— WORKING DATA —
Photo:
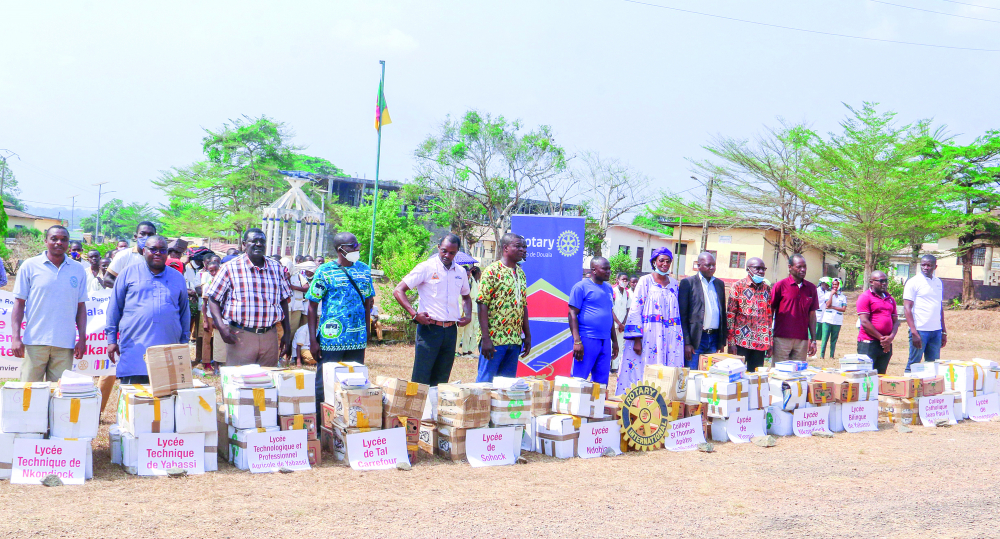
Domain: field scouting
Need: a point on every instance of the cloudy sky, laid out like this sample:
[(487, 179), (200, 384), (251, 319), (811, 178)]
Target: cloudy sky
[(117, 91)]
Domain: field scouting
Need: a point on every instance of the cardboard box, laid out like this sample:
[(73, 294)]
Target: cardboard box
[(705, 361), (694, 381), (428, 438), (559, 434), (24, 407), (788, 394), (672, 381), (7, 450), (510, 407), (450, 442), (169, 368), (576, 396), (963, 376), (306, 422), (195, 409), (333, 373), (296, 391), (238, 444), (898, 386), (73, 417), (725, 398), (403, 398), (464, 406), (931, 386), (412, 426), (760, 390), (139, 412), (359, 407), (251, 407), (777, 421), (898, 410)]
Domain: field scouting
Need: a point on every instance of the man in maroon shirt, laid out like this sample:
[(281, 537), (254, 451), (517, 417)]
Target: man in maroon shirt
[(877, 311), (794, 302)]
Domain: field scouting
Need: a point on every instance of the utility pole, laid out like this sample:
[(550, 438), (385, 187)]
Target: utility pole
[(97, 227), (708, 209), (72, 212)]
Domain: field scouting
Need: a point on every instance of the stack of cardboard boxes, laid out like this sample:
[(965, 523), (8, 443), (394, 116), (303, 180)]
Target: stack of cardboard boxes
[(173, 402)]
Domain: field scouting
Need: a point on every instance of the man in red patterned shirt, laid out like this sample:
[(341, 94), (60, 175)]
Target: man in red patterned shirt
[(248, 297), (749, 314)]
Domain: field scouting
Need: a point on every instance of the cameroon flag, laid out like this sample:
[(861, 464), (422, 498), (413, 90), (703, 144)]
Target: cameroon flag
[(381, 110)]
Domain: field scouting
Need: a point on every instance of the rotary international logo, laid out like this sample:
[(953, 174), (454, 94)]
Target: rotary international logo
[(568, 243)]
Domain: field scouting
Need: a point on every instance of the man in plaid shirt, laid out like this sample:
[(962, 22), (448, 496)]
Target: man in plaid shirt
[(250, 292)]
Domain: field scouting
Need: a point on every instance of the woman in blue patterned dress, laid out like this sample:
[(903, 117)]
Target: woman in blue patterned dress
--
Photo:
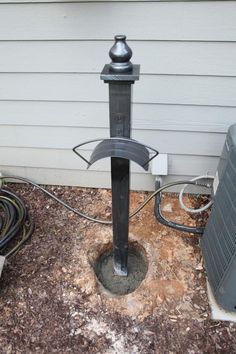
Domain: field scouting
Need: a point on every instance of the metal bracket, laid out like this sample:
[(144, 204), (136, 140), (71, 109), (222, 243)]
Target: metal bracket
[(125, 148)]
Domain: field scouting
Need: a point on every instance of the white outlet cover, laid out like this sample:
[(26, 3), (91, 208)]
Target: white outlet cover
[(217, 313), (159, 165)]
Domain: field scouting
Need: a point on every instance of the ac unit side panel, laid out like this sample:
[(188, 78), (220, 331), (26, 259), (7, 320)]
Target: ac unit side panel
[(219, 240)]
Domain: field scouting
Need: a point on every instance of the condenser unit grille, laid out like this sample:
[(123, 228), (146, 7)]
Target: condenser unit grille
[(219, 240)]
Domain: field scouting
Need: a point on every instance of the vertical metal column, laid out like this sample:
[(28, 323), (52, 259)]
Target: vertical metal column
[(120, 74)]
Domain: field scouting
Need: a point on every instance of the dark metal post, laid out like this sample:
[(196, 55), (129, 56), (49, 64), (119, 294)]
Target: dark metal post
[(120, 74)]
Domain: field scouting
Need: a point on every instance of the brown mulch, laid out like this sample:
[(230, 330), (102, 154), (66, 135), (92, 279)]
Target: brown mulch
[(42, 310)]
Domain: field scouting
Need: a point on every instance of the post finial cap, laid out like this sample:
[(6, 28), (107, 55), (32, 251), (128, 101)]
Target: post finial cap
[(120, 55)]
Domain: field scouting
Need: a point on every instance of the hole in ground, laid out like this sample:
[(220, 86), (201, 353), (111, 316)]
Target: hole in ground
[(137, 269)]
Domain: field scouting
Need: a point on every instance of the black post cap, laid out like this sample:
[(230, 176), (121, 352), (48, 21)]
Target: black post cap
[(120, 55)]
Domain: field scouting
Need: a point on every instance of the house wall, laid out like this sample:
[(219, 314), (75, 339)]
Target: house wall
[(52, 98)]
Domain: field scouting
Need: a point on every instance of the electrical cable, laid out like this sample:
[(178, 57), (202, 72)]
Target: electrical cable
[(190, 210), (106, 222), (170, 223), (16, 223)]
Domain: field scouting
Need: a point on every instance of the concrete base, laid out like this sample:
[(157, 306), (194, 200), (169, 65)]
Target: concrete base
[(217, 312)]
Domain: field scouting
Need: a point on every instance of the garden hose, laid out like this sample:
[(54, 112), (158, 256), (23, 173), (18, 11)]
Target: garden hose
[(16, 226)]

— TASK DETAILS —
State how many lines of the listing above contain the string "utility", with case taken into account. Give only the number.

— OUTPUT FOR THIS EXERCISE —
2